Position annotation records:

>>>>>

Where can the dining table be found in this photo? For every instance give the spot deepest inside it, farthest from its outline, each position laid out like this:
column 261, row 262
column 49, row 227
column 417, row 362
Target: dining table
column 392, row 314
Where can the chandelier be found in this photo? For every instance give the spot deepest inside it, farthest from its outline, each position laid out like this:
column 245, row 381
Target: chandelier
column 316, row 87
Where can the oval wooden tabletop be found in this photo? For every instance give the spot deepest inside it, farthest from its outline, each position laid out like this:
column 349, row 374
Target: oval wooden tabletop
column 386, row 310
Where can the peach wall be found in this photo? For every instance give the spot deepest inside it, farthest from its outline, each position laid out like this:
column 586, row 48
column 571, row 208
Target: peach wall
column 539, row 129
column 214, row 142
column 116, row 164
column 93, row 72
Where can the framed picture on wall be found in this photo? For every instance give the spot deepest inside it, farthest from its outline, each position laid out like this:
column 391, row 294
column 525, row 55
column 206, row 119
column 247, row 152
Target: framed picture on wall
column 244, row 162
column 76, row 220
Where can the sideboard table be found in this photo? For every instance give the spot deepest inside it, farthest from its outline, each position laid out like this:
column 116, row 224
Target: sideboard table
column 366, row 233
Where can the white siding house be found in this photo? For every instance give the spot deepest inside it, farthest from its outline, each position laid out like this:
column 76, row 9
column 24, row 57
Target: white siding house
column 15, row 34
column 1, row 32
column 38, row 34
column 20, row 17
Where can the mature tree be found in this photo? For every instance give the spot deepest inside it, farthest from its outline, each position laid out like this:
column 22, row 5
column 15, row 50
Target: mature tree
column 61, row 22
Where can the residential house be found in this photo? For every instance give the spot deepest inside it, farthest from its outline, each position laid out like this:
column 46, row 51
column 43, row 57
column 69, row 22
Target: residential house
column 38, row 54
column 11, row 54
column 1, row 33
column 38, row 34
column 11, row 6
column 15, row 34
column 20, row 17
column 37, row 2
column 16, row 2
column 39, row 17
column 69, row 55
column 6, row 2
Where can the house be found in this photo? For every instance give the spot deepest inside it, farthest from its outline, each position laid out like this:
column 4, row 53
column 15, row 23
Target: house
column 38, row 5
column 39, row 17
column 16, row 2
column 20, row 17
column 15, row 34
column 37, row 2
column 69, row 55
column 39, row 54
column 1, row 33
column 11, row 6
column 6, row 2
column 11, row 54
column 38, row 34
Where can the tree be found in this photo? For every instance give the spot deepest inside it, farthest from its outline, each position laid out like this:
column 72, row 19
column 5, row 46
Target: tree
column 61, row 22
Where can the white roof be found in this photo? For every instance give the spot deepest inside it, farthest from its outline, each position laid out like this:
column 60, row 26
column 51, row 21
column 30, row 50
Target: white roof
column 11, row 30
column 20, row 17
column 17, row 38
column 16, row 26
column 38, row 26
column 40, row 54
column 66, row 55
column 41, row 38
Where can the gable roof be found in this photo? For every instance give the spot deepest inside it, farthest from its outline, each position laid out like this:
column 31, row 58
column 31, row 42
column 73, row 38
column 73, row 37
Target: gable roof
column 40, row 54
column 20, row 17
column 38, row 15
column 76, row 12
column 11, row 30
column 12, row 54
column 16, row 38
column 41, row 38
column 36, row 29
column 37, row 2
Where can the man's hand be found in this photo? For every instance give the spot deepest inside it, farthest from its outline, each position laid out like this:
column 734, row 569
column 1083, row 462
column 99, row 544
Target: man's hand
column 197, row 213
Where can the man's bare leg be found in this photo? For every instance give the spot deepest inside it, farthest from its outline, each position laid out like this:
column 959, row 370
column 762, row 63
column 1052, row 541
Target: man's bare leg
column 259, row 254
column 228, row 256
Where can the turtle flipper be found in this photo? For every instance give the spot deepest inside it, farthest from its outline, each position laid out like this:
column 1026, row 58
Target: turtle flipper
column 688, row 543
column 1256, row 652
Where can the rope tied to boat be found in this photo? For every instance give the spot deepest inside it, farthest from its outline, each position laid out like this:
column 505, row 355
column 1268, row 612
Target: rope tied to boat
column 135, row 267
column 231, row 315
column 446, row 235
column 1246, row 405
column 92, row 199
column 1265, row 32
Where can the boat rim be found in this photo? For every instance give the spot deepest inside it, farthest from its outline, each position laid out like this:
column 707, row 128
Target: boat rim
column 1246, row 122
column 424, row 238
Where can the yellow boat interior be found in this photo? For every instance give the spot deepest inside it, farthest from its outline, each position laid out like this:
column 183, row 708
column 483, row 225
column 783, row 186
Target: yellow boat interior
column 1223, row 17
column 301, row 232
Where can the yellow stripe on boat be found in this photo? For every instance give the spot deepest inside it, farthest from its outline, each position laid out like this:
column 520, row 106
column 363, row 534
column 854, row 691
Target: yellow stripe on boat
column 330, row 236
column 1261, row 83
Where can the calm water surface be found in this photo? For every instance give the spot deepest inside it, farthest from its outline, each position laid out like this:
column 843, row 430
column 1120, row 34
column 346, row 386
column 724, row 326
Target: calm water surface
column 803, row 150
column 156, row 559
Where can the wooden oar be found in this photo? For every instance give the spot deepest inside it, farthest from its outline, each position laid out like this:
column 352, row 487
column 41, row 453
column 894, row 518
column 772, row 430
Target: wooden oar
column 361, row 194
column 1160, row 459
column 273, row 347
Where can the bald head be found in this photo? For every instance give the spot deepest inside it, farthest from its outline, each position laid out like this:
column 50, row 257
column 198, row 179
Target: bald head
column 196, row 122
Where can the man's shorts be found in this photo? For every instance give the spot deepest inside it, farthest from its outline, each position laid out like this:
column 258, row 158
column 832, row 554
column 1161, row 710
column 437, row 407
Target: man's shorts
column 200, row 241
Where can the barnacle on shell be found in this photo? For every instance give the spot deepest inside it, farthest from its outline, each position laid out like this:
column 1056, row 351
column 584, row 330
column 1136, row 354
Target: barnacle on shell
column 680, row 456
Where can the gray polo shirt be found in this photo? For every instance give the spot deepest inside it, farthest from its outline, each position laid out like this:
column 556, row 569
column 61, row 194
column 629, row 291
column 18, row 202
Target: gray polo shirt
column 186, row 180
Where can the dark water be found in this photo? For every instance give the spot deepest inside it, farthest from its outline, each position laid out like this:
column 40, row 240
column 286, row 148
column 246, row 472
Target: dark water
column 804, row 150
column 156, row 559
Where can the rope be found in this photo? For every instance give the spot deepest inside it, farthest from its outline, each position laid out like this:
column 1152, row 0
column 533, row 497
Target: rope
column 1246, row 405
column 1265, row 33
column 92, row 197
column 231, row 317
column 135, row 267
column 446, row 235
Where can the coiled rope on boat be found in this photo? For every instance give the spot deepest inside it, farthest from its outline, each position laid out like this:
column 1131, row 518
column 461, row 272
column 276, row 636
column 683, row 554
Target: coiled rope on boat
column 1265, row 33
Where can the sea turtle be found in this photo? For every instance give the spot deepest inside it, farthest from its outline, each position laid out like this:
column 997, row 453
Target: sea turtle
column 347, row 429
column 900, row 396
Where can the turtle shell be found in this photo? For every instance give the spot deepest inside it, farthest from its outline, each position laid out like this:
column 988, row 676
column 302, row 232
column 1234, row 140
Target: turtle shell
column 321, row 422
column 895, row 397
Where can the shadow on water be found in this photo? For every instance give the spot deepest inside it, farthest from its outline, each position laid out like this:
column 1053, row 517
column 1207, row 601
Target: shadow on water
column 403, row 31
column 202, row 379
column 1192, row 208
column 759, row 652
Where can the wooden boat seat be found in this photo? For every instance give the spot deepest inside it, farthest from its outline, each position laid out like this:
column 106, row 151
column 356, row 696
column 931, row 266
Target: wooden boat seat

<<<<<

* _The problem_
Rewrite every item above, putting "formatted as follows" wherever "laid out like this" appears and keeping everything else the same.

* _Task solution_
Where can the dining table be found in this photo? For every instance give the spot deepest inside it, farthest from its outline, each position formatted as follows:
column 261, row 262
column 49, row 227
column 417, row 362
Target: dining table
column 392, row 314
Where can the chandelier be found in this photo? For every instance give the spot deepest inside it, farthest from its outline, each position formatted as follows:
column 245, row 381
Target: chandelier
column 316, row 87
Where can the oval wooden tabletop be found in this photo? For every instance give the spot deepest inside it, farthest from its outline, each position formatted as follows:
column 349, row 374
Target: oval wooden tabletop
column 386, row 310
Where can the peach wall be found in this photo? For every instance give the spot deepest inside it, farthest from its outline, each position formatted as follows:
column 586, row 48
column 571, row 208
Target: peach wall
column 539, row 129
column 214, row 142
column 116, row 164
column 93, row 72
Where can the framed picture on wall be found in this photo? For every instance give the spot deepest inside it, farthest from its outline, each position formatted as follows:
column 391, row 294
column 525, row 55
column 206, row 119
column 247, row 152
Target: framed picture on wall
column 244, row 162
column 76, row 220
Where can the sideboard table be found in this photo? For every instance give the spot deepest inside it, farthest from its outline, each position formatted as follows:
column 116, row 224
Target: sideboard table
column 366, row 233
Where can the white siding house be found in this photo? For every instance give the spot deepest inside it, farthest from its outline, each position formatted as follows:
column 76, row 9
column 24, row 57
Target: white siding house
column 15, row 34
column 1, row 32
column 38, row 34
column 20, row 17
Where can the mature tree be found in this photo? For every instance give the spot deepest inside it, farthest from its outline, each position formatted as follows:
column 22, row 5
column 15, row 50
Target: mature tree
column 61, row 22
Where can the residential house be found in this photo? For every instance give the spot deepest inside it, farthest from its outline, each position formatted as follows:
column 46, row 51
column 43, row 57
column 69, row 22
Target: residential house
column 38, row 54
column 11, row 54
column 1, row 33
column 38, row 34
column 11, row 6
column 15, row 34
column 20, row 17
column 37, row 2
column 16, row 2
column 39, row 17
column 69, row 55
column 6, row 2
Where can the house be found in this photo? For every instance give the spot deepest inside it, farthest from its outline, each position formatted as follows:
column 4, row 53
column 15, row 23
Target: house
column 38, row 5
column 39, row 17
column 16, row 2
column 20, row 17
column 15, row 34
column 37, row 2
column 69, row 55
column 39, row 54
column 1, row 33
column 11, row 6
column 6, row 2
column 11, row 54
column 38, row 34
Where can the tree be found in this photo? For every instance give the spot deepest inside it, farthest from its outline, each position formatted as follows:
column 72, row 19
column 5, row 46
Target: tree
column 61, row 22
Where can the white roof be found in this photo? For every instance give the spot deepest inside it, farthest from its outline, each position formatted as follows:
column 60, row 26
column 51, row 21
column 30, row 50
Target: white roof
column 11, row 30
column 20, row 17
column 17, row 38
column 16, row 26
column 38, row 26
column 40, row 54
column 66, row 55
column 41, row 38
Where can the gable roof be found in this photo? For every instance give the spot deepest inside it, farthest from its outline, each position formatted as follows:
column 31, row 58
column 31, row 42
column 73, row 38
column 73, row 37
Target: gable roof
column 40, row 54
column 20, row 17
column 38, row 15
column 76, row 12
column 11, row 30
column 12, row 54
column 16, row 38
column 41, row 38
column 36, row 29
column 37, row 2
Where can the man's hand be found in this photo? For every instance give the spot deepest inside it, farthest from its outline, each position formatted as follows:
column 734, row 569
column 1083, row 462
column 99, row 544
Target: man's hand
column 197, row 213
Where can the man's bare leg be found in this photo? For every instance give the spot deepest inside it, farthest from its outline, each position formatted as follows:
column 959, row 370
column 762, row 63
column 1052, row 541
Target: man's bare leg
column 259, row 254
column 228, row 256
Where can the turtle flipper be found in this photo? For every instance give the spot deepest inside it, farthest from its outline, each position formatted as follows:
column 1026, row 58
Target: turtle flipper
column 688, row 543
column 1256, row 652
Where can the rope tied to boat be found in this photo? For every instance give the spot deepest inside it, farthest from its outline, each position formatted as follows:
column 505, row 355
column 1268, row 612
Target: rope tied to boat
column 135, row 267
column 231, row 315
column 446, row 235
column 1246, row 405
column 92, row 199
column 1265, row 32
Where can the boat rim be found in this photo? For every instance give the spot deepest inside it, farthest from its outline, each position formatted as follows:
column 707, row 128
Target: boat rim
column 1246, row 122
column 424, row 238
Where can the yellow boat interior be found in this photo? For every instance give the spot deepest inside it, farthest from its outline, each position formatted as follows:
column 183, row 708
column 483, row 225
column 783, row 186
Target: yellow boat interior
column 1223, row 17
column 301, row 232
Where can the yellow stripe on boat be found in this photo? For every instance give the spot deepest inside it, farthest from its outline, each position formatted as follows:
column 520, row 106
column 363, row 534
column 854, row 691
Target: yellow stripe on boat
column 330, row 236
column 1261, row 83
Where can the calm water surface be found in this photo? For every instance give the spot deepest inside it, farthest from its outline, each position formatted as follows:
column 843, row 430
column 1120, row 34
column 346, row 386
column 724, row 326
Target: calm water surface
column 803, row 150
column 156, row 559
Where can the wooden oar be found in this photo? For every instance give the spot deepest inside it, farthest from its outline, each position formatted as follows:
column 352, row 487
column 41, row 453
column 894, row 518
column 772, row 430
Target: wooden oar
column 361, row 194
column 1160, row 459
column 273, row 347
Where can the bald head be found in this photo? For every instance give the spot deepest inside it, farthest from its outline, each position formatted as follows:
column 50, row 257
column 198, row 179
Target: bald head
column 196, row 122
Where can the man's shorts be found in this photo? For every instance give the spot deepest inside it, farthest from its outline, each position formatted as follows:
column 258, row 158
column 832, row 554
column 1161, row 710
column 437, row 407
Target: man's shorts
column 200, row 241
Where can the barnacle on shell be found in this photo? For every instance give the spot deepest inside it, farthest from its outline, each position formatted as follows:
column 1056, row 351
column 584, row 330
column 1136, row 354
Target: barnacle on shell
column 680, row 456
Where can the gray polo shirt be found in this photo? For every instance give the spot deepest inside it, farthest from its outline, each position formatted as follows:
column 556, row 569
column 61, row 194
column 629, row 291
column 18, row 202
Target: gray polo shirt
column 186, row 180
Where can the dark water be found in this photo? For every instance give the spot deepest inside it, farthest from its outline, each position formatted as follows:
column 40, row 240
column 286, row 148
column 246, row 472
Target: dark water
column 804, row 150
column 156, row 559
Where can the rope be found in this photo? For every instance give the spot deepest inside it, farthest from its outline, each position formatted as follows:
column 1152, row 0
column 533, row 497
Target: rope
column 1246, row 405
column 1265, row 33
column 92, row 197
column 231, row 317
column 135, row 267
column 446, row 235
Where can the coiled rope on boat be found in this photo? For every instance give the spot deepest inside it, farthest from its outline, each position formatted as follows:
column 1131, row 518
column 461, row 272
column 276, row 636
column 683, row 554
Target: coiled rope on boat
column 1265, row 33
Where can the sea turtle be found in this photo? For every instance give the spot deepest inside it, farthest from its outline, each position formatted as follows:
column 997, row 453
Target: sea turtle
column 347, row 429
column 900, row 396
Where can the turtle shell be found in this photo? For every instance give the spot deepest inside it, farthest from its outline, each position formatted as follows:
column 988, row 676
column 302, row 232
column 1234, row 140
Target: turtle shell
column 321, row 422
column 895, row 397
Where can the shadow on water be found in this photo? For every instance give the spot deepest inside it, farthest from its outline, each position formatted as follows:
column 1053, row 517
column 1207, row 601
Target: shadow on water
column 403, row 31
column 202, row 379
column 1192, row 208
column 759, row 652
Where can the wooden boat seat be found in this photo? For every instance give the spot deepest inside it, farthest from its outline, each position formatted as follows:
column 106, row 151
column 356, row 696
column 931, row 266
Target: wooden boat seat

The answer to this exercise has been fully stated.